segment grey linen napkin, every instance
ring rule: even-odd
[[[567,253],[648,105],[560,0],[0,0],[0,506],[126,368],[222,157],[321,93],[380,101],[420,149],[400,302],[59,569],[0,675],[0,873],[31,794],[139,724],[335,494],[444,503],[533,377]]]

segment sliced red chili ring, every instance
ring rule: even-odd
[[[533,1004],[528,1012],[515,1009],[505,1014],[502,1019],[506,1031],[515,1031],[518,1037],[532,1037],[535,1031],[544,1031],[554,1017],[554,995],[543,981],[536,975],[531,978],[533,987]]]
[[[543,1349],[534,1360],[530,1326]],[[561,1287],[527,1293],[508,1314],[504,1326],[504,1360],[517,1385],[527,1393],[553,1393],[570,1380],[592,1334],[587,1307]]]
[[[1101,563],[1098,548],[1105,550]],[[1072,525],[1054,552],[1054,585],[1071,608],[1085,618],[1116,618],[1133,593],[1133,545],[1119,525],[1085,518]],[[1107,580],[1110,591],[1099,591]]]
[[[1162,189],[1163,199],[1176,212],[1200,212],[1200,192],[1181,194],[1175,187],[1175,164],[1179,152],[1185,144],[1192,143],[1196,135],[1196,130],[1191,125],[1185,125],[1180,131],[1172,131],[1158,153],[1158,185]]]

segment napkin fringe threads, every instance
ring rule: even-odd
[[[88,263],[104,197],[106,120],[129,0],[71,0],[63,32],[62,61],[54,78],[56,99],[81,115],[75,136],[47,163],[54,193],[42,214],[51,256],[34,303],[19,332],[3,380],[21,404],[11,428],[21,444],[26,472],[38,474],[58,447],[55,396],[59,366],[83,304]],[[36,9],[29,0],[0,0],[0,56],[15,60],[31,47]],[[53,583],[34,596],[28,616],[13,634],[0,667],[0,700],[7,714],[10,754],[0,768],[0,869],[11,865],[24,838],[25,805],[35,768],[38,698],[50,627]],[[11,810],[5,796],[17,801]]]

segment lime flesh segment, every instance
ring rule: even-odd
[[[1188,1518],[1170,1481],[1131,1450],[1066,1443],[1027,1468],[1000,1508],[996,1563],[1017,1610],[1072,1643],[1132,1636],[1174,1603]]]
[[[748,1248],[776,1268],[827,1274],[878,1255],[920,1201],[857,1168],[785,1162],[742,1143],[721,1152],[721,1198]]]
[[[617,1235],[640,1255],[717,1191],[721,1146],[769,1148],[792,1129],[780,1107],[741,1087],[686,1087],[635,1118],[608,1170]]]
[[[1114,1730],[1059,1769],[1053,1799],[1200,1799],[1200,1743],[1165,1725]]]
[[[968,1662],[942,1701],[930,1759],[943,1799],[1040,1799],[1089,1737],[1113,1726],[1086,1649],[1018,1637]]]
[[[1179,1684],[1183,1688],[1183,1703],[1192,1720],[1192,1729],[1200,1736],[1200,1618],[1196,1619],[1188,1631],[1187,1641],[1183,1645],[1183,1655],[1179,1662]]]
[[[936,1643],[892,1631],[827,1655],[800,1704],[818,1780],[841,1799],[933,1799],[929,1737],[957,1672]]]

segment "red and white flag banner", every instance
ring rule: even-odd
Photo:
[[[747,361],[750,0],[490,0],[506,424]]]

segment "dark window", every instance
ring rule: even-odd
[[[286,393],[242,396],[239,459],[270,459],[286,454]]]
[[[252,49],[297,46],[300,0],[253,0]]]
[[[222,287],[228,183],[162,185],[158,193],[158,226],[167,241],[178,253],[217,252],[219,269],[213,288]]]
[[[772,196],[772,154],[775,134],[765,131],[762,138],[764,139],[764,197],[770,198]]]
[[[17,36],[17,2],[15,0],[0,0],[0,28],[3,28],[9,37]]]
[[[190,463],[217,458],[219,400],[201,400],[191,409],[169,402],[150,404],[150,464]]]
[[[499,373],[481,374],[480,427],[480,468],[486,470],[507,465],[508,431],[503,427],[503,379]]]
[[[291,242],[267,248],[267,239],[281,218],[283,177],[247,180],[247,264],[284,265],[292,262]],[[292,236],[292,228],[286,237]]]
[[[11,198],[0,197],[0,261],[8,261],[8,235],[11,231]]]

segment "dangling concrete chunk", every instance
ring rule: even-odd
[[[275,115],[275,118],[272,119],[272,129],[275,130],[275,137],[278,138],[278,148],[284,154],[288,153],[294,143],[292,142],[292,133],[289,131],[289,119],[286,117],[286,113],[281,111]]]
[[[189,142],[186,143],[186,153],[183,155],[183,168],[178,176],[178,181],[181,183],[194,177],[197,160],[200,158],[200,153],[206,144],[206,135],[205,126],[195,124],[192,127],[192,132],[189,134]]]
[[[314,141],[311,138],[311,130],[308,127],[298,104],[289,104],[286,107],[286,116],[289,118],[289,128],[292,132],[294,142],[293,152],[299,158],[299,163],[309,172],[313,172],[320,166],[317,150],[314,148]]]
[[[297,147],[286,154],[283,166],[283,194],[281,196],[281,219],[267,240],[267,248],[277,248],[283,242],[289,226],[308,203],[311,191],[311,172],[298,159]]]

[WHAT TO PRODUCE]
Reproduce the entries exactly, starting at their first line and stopping after the line with "segment sliced red chili ring, every instance".

[SOLUTION TO THIS EXERCISE]
segment grey linen napkin, every instance
ring rule: even-odd
[[[567,253],[648,105],[560,0],[0,0],[0,506],[126,368],[222,157],[321,93],[380,101],[420,149],[400,302],[59,569],[0,675],[0,873],[31,794],[139,724],[335,494],[444,503],[533,377]]]

segment sliced red chili ring, every instance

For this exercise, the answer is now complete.